═══ TEXTO FORNECIDO

A plateia da live congregou a vice-reitora da UEPB, Ivonildes Fonseca, integrantes do GESPAUF e do Núcleo de Estudos e Pesquisas Afro-brasileiras e Indígenas (NEAB-Í) da UEPB, em Guarabira e Campina, além de demais interessados no assunto. Estiveram nela Marlucia Almeida, Graça Lima, Sílvia Teodulino, Lucila Andrade, Figueiredo Artur Muinge, Rita Cândido, Rizoneide Rodrigues, Sarah Letícia, Normana Passos, Aparecida Pinto e Alda Silva, entre outros. Da equipe da UEPB, figuravam, entre outros, o coordenador de Comunicação, Hipólito Lucena, Sandrinho Dupan, Natália Gonçalves e Laert Pinheiro.

══════

AÇÕES A REALIZAR
a. Liste os nomes das pessoas da equipe da UEPB citadas no texto sobre a plateia da live.
b. Segundo o texto sobre a plateia da live, quem é a vice-reitora da UEPB?
c. Explique o que significa a sigla NEAB-Í e a que instituição o núcleo está ligado, conforme o texto sobre a plateia da live.

═══ INFORMAÇÕES

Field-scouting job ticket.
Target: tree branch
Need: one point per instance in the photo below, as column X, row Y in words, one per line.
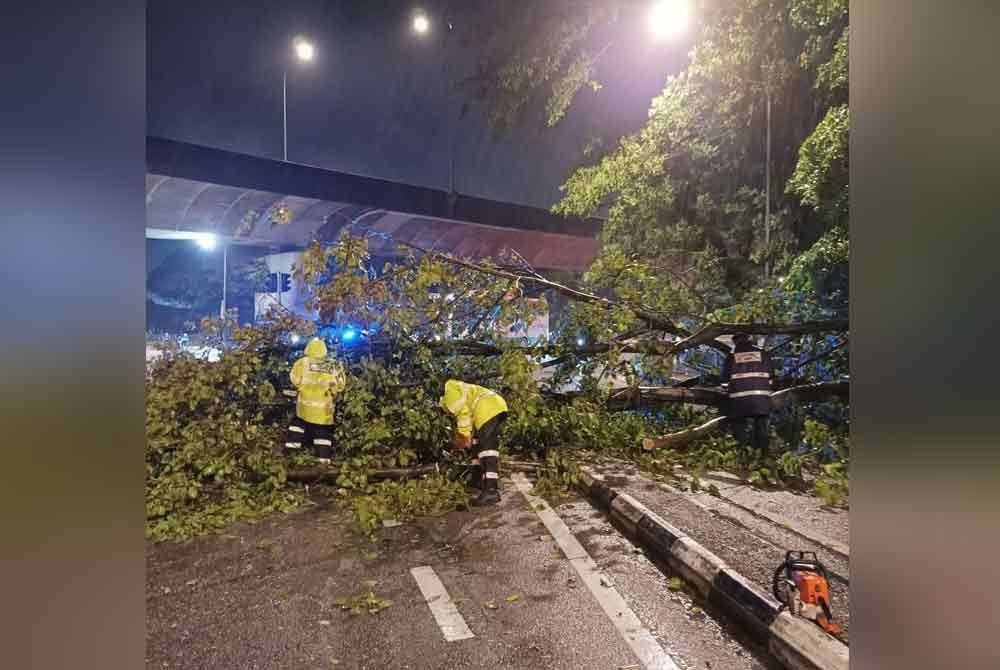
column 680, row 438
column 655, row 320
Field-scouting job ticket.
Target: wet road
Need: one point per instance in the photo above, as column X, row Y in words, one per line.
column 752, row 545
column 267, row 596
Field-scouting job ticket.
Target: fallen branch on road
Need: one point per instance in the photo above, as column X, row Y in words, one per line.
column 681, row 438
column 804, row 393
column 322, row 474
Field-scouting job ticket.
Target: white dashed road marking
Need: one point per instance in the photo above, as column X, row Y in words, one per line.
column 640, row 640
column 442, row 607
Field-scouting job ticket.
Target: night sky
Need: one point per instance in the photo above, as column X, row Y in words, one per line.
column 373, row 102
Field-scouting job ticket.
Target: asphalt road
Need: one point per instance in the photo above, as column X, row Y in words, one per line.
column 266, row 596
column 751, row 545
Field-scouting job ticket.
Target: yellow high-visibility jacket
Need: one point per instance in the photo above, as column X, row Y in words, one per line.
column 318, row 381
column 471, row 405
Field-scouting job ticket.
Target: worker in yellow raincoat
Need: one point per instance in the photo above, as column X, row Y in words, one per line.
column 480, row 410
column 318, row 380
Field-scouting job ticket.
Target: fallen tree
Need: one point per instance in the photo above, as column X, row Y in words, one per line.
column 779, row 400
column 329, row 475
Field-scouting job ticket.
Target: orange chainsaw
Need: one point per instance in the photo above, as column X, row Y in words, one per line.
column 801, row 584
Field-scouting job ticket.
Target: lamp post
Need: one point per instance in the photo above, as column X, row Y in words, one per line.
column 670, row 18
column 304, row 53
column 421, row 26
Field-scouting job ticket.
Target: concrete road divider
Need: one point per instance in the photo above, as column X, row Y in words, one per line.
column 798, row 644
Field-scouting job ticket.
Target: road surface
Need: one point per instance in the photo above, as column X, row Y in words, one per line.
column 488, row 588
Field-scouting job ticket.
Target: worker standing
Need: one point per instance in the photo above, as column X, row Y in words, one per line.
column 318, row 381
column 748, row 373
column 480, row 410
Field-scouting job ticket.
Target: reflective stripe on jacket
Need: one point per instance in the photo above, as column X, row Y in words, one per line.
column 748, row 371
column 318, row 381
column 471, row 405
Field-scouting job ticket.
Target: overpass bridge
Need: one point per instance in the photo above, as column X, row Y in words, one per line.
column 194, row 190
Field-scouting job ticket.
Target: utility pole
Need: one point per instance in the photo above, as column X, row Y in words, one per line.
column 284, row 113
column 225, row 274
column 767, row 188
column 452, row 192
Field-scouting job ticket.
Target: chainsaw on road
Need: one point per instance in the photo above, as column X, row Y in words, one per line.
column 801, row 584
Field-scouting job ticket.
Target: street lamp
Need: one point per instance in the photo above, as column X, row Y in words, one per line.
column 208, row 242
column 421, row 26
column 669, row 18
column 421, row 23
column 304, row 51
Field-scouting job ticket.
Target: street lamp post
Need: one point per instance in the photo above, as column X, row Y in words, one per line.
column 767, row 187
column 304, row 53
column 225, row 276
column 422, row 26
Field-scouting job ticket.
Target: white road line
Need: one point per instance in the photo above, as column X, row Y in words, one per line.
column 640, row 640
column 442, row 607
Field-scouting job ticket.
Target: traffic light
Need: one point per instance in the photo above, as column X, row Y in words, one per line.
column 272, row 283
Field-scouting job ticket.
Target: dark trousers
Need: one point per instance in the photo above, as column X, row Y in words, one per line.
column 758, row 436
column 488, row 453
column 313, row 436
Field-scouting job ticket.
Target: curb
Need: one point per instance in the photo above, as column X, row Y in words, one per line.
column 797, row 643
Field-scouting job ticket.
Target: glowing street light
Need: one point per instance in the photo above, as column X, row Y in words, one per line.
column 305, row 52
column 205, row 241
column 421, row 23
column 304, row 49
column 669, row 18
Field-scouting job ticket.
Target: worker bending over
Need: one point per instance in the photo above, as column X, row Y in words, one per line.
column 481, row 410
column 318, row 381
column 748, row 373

══════

RESPOSTAS POR ITEM
a. Hipólito Lucena (coordenador de Comunicação), Sandrinho Dupan, Natália Gonçalves e Laert Pinheiro.

b. Ivonildes Fonseca.

c. NEAB-Í significa Núcleo de Estudos e Pesquisas Afro-brasileiras e Indígenas. O núcleo pertence à UEPB, e a plateia contou com integrantes dele em Guarabira e Campina.